Recorded data:
Segment Open

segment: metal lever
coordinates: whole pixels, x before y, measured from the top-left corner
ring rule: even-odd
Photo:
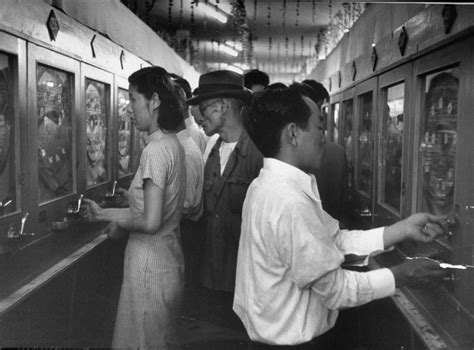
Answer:
[[[0,215],[3,215],[3,213],[5,212],[5,208],[13,203],[11,199],[5,198],[4,200],[5,202],[3,200],[0,201]]]
[[[21,218],[21,225],[20,225],[20,232],[19,233],[16,233],[15,232],[15,228],[13,227],[13,224],[10,225],[10,228],[8,229],[8,233],[7,233],[7,237],[8,238],[18,238],[18,237],[25,237],[25,236],[34,236],[35,233],[25,233],[24,230],[25,230],[25,223],[26,223],[26,219],[28,218],[28,215],[30,215],[30,213],[25,213],[25,215],[23,215],[23,217]]]
[[[116,187],[117,187],[117,180],[115,180],[114,183],[113,183],[113,185],[112,185],[112,192],[107,191],[107,192],[105,193],[105,196],[106,196],[106,197],[113,197],[113,196],[115,196],[115,188],[116,188]]]
[[[365,207],[364,209],[362,209],[359,213],[360,216],[363,216],[363,217],[371,217],[372,216],[372,212],[370,211],[370,209],[368,207]]]
[[[76,208],[69,208],[69,209],[68,209],[67,212],[68,212],[69,214],[77,214],[77,213],[79,213],[79,211],[81,210],[82,198],[84,198],[84,195],[83,195],[83,194],[81,194],[81,195],[79,196],[79,199],[77,200],[77,207],[76,207]]]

Segment Closed

Reproduce the data above exactly, leaving each picture out.

segment: metal lever
coordinates: whole pixels, x before y, measured from the top-left corner
ring rule: even-odd
Photo:
Answer:
[[[0,215],[3,215],[3,213],[5,212],[5,208],[13,203],[11,199],[5,198],[4,200],[5,202],[3,200],[0,201]]]
[[[21,218],[21,225],[20,225],[20,232],[19,233],[16,233],[15,232],[15,228],[13,227],[13,224],[10,225],[10,228],[8,229],[8,233],[7,233],[7,237],[8,238],[18,238],[18,237],[25,237],[25,236],[34,236],[35,233],[25,233],[24,230],[25,230],[25,223],[26,223],[26,219],[28,218],[28,215],[30,215],[30,213],[25,213],[25,215],[23,215],[23,217]]]
[[[116,187],[117,187],[117,180],[115,180],[114,183],[113,183],[113,185],[112,185],[112,192],[107,191],[107,192],[105,193],[105,196],[106,196],[106,197],[113,197],[113,196],[115,196],[115,188],[116,188]]]
[[[365,207],[364,209],[362,209],[359,213],[360,216],[363,216],[363,217],[371,217],[372,216],[372,212],[370,211],[370,209],[368,207]]]
[[[76,208],[69,208],[69,209],[68,209],[67,212],[68,212],[69,214],[77,214],[77,213],[79,213],[79,211],[81,210],[82,198],[84,198],[84,195],[83,195],[83,194],[81,194],[81,195],[79,196],[79,199],[77,200],[77,207],[76,207]]]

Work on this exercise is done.